● **Request**: Rewrite the stretch of rows from the one containing "like [6, 47]." through the end of the rows, and nothing else, with requests included. Add -77 to every coordinate in the answer points.

[Rows from a dataset]
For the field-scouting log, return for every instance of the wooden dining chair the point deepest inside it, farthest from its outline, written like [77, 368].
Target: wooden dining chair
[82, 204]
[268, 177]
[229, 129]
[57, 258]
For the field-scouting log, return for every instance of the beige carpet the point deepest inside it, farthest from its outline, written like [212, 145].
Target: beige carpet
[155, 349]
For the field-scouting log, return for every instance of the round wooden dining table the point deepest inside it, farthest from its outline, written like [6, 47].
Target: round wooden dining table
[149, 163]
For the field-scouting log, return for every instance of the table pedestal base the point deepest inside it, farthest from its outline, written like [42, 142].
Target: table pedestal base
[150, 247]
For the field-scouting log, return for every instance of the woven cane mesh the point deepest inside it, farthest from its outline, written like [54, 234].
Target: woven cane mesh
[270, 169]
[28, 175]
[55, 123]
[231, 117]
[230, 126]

● **Answer below**:
For the field-scouting log, return for every instance of the round wooden dining table the point deepest inside it, farthest from its outline, written like [6, 47].
Target: round wooden dining table
[72, 86]
For the field-scouting log, return for every instance of the table pedestal base the point deepest inside it, farthest from its outline, written like [42, 142].
Target: table pedestal base
[73, 170]
For the field-scouting log, return for every instance of the woven cane mesh the point deepest inside it, farthest from its outline, written like [54, 234].
Target: woven cane mesh
[193, 92]
[-49, 98]
[-22, 46]
[154, 40]
[153, 49]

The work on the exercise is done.